__Exercise objective__.
Reproduce all entries verbatim, with nothing added or dropped.

__Data provided__.
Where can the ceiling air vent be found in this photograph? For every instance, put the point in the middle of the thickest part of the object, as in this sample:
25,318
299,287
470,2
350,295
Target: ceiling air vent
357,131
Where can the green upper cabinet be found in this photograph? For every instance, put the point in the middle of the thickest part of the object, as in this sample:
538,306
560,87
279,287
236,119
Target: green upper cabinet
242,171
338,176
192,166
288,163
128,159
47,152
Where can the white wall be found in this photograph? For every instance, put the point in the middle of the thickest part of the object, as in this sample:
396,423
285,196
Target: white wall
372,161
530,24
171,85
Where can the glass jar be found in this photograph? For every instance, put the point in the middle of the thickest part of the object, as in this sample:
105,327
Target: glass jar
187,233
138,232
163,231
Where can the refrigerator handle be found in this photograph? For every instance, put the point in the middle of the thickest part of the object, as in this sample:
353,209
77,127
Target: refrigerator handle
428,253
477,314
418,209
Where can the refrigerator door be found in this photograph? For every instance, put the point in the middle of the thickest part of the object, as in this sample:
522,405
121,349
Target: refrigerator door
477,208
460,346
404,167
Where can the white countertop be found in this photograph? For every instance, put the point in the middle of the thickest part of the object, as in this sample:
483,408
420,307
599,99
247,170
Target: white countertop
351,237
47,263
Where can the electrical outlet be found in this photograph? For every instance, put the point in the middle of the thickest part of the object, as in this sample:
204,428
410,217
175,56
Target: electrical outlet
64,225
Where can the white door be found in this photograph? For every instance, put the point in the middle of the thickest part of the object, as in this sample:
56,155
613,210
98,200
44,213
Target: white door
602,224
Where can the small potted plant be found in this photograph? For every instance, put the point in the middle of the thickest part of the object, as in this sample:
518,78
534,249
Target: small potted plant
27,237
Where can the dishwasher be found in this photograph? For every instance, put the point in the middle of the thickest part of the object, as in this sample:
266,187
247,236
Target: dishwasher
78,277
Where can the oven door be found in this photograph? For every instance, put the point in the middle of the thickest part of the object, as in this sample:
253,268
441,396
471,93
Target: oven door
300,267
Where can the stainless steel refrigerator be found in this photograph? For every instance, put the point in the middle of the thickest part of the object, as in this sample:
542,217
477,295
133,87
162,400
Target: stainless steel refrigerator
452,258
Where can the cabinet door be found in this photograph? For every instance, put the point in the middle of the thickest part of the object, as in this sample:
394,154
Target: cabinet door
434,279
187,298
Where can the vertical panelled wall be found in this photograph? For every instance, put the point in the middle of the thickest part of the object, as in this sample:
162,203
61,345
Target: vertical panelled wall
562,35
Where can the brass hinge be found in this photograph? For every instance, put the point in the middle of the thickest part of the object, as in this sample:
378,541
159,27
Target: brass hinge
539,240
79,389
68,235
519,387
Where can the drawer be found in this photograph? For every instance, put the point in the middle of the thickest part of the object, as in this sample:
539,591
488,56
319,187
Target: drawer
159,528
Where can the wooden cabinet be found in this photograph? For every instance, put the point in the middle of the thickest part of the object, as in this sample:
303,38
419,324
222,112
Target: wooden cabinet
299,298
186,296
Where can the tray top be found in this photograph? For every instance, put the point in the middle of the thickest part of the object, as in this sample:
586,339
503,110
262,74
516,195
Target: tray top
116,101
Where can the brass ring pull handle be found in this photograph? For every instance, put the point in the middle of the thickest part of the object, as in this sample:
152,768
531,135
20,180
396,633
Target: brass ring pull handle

__Exercise solution__.
Where can the ceiling air vent be found in this photograph? For every instance, put the point in the middle of the thickest part of the object, as in this sample:
25,318
299,287
470,2
350,295
Target: ceiling air vent
357,131
Where can the green upper cabinet be found in this photograph? For every instance, put the point in the middle of the thickest part of the object, as in this sample:
538,306
560,87
279,287
236,119
Target: green upper cabinet
242,171
338,176
192,166
288,163
128,159
47,152
Where can the white wall be found in this photograph? For every instance, put the point in the middle of the thickest part of the object, as in this sample:
396,423
285,196
Target: white wall
372,161
530,24
171,85
Where can the glass jar be found in this photograph? For every instance, put the point in the middle of the thickest part of the object, as in this sample:
105,327
Target: glass jar
187,233
138,232
163,231
Where can the refrigerator handle be found in this photograph? For every instance, put the point in the middle of the thickest part of the object, as in this sample:
353,209
77,127
Target: refrigerator handle
428,253
477,314
418,209
Where can the refrigerator door be found in this photograph? For every instance, put the point in the middle of the thickest part of the object, as in this sample:
522,405
121,349
Target: refrigerator door
477,208
460,346
404,167
Where can the white countertop be found in this photograph? For every instance, put the point in the middle of the thickest part of the object, as in this sample:
483,408
420,307
599,99
247,170
Target: white countertop
351,237
47,263
Where can the electrical outlet be found in this photograph? For every instance, put the point in the middle of the thickest part of the object, as in this sample:
204,428
410,217
175,56
Target: electrical outlet
64,225
Where can the white door be found in this photograph? For every instance, put the point in the middle of the thickest part of the object, as in this sample:
56,155
613,210
98,200
44,213
Target: white door
602,224
Where can the small potted plant be found in this photograph? For every instance, put the point in the middle of the thickest part of the object, as in this sample:
518,78
534,249
Target: small potted plant
27,237
Where can the dishwasher be found in this photograph? For every instance, put the point in the middle of the thickest part of the object, as in this sample:
266,187
247,236
Target: dishwasher
78,277
Where can the oven door be found in this photograph? For every instance, put the point in the middle of the thickest part of the object, as in this sample:
253,268
441,396
471,93
Target: oven door
300,267
Where can the stainless steel refrigerator be found in this photograph? For every instance, put the point in the middle of the thickest part of the object, as in this sample:
542,217
477,295
133,87
162,400
Target: stainless steel refrigerator
452,258
Where can the cabinet door be found in this photograph? For every instance, put the point in the middle of the thickest part of the object, as in this sample:
394,154
Target: cabinet door
434,279
187,298
Where can the vertical panelled wall be found in this photograph? For every instance, put the point in the middle of the thickest part of the object, as in this sample:
162,203
61,345
Target: vertical panelled wall
562,35
Where can the brass hinge be found in this photograph? For every instance, put the point in the middle of the thickest part of the object, as in this sample:
378,541
159,27
Target: brass hinge
539,240
79,389
68,235
519,387
Where can the drawer be found in this photograph? For every instance, put the point in the middle of the thickest part of the object, as in this sample:
539,591
488,56
319,187
Target: drawer
159,528
Where can the wooden cabinet be found in this photograph? For every instance, put the point in the middle of the thickest part of the object, as in this sample:
303,38
419,324
222,112
Target: wooden cabinet
299,298
186,296
Where can the tray top be found in this photograph? For every instance, put the point in the middle of the thickest part of the object, as in this sample:
586,339
503,110
262,74
516,195
Target: tray top
116,101
Where can the brass ring pull handle be found in this photograph? For every instance, put the point in the middle of the thickest part of the object, as in this sample:
152,768
531,135
20,180
396,633
Target: brass ring pull handle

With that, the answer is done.